------ Texto del ejercicio ------

No recuerdo como nos trasladamos todos allí, pero la cosa es que un rato después nos hallábamos entrando en una aldea. Recuerdo solo una calle principal, por supuesto, sin asfaltar ni nada parecido, con dos hileras de casas bastante modestas a lo largo de ella. Nos detenemos frente a una de ella y descubrimos que, efectivamente, aquel hombre dispone de un taller mecánico. En ese momento, me quedo algo más tranquilo.
El señor desengancha nuestro coche del suyo y con ayuda meten nuestro Clío en él, colocándolo sobre el foso. Esperamos un diagnóstico y un pronóstico, pero no recibimos demasiada información. Ninguna, para ser exactos. Aunque, la verdad, ¿pa qué?, si todas nuestras esperanzas estaban concentradas y depositadas exclusivamente en él. Haga lo que haga, será mejor que continuar tirados en aquella carretera perdida.

------ Datos dados ------

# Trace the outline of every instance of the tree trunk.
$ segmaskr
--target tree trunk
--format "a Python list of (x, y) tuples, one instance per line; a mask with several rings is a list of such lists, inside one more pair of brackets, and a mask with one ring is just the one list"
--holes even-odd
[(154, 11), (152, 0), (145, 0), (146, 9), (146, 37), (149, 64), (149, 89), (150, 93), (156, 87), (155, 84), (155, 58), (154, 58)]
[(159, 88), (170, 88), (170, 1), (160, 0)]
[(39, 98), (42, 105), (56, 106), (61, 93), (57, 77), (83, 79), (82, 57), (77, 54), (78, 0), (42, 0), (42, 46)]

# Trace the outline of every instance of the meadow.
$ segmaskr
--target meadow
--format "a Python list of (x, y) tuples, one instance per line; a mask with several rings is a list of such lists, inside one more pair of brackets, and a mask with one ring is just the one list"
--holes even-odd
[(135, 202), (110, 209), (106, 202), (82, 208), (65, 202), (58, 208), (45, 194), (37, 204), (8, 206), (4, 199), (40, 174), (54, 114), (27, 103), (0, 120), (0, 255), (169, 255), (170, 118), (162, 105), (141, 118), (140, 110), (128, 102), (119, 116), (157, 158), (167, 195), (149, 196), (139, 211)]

------

Problema A:
Según el relato de la avería:
(i) ¿Cómo era la calle principal de la aldea?
(ii) ¿De qué dispone el hombre en la casa frente a la que se detienen?
(iii) ¿Sobre qué colocan el Clío dentro del taller?
Problema B:
Sigue el relato de la avería a partir de su última oración.

Respuesta escrita A:
(i) Sin asfaltar, con dos hileras de casas bastante modestas a lo largo de ella.
(ii) De un taller mecánico.
(iii) Sobre el foso.

Respuesta escrita B:
Mientras resolvía, nos quedamos en la puerta del taller (que a su vez era el domicilio familiar) y durante ese tiempo nos dedicamos a dejar pasar el tiempo. Pero realmente no fue solo eso. En verdad, durante la espera, estuvimos conversando sobre las reseñables diferencias culturales entre nuestra vida y la de aquellas pobres gentes. Probablemente, aquella disponibilidad de tiempo vacío (que no es tan frecuente en nuestras vidas cotidianas) nos permite hacer valoraciones concretas. Servicios públicos escasos o nulos, un entorno hostil, recursos sociales nulos, unas condiciones de vida prácticamente de supervivencia,… En más de un momento nos sobrecoge el pensamiento: ¿Cómo podríamos nosotros sobrevivir allí? Y sin embargo, allí los tienes, subsistiendo, llevando su vida con la mayor dignidad posible, y además permitiéndose el lujo de ser amistosos. ¡Joder, que suerte tenemos de vivir donde vivimos, y de haber nacido donde hemos nacido!. ¿O no?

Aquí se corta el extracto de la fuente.